_Latihan_. Lanjutkan berita tentang takjil gratis bagi mahasiswa di bawah ini, mulai setelah kalimat terakhirnya.

_Bagian Teks_.

Nasional

Takjil Gratis, Oase bagi Kegersangan Saku Mahasiswa

Selasa, 22 Mei 2018 | 21:00 WIB

Takjil Gratis, Oase bagi Kegersangan Saku Mahasiswa

Mahasiswa menikmati takjil dan makanan buka puasa gratis

Tangerang Selatan, NU Online
Menjelang senja, masjid di sekitaran kampus UIN Syarif Hidayatullah Jakarta, Ciputat, Tangerang Selatan, Banten, jadi destinasi paling menarik di mata mahasiswa. Betapa tidak, saban hari, masjid membagikan takjil gratis bagi siapa saja yang hendak berbuka. Bahkan, tidak sekadar segelas air mineral dan sebuah kurma, masjid juga menyediakan nasi bungkus lengkap dengan lauk yang menggoda selera.

Adzan asar telah lewat dua jam pada Selasa (22/5). Sekitar setengah jam lagi maghrib akan tiba. Imam Masjid Al-Ikhlas, Cempaka Putih, Ciputat Timur, Tangerang Selatan Ust H Asy'ari Sam'un mulai membacakan surat Yasin. Ia melantunkannya dengan pelan dan lagu yang begitu nikmat didengar.

Seratus air mineral kemasan gelas sudah berjajar rapi sebelum sang imam membaca. Jamaah datang satu persatu, duduk di hadapan gelas yang diletakkan terbalik. Beberapa jamaah mengikuti bacaan imam, melafalkan ayat-ayat dari surat Yasin. Sebagian mereka membuka mushaf sendiri dan melanjutkan bacaan pribadinya.

(Entri dari kumpulan data)
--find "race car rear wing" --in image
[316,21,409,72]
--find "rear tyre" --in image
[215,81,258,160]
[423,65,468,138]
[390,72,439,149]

_Jawaban Latihan_.
Jarum jam panjang telah melewati angka enam. Seratus gelas itu masih menyisakan beberapa ruang di depannya. Yasin sudah rampung dibaca, maghrib tak jua tiba. Imam melanjutkannya dengan membaca tahlil. Sebab, waktu di bulan Ramadhan tak boleh terbuang sia-sia, terlebih buat membicarakan hal tak penting apalagi ghibah, maka shalawat badar pun menggema.

Sembari bershalawat, anak-anak remaja masjid meletakkan sebutir kurma di atas air mineral. Mereka melanjutkannya dengan membagikan sekotak makanan berisi ayam dan tempe goreng, serta sayur dengan satu kepal nasi yang cukup padat.

Waktu maghrib kurang dari tiga menit lagi, ruang di depan seratus gelas tersebut sudah penuh. Bahkan, beberapa orang masih berdiri tanpa gelas, kurma, dan kotak nasi di depannya. Pengurus masjid pun langsung mengambil persediaan yang masih tersisa. Mereka mendapatkan semua haknya.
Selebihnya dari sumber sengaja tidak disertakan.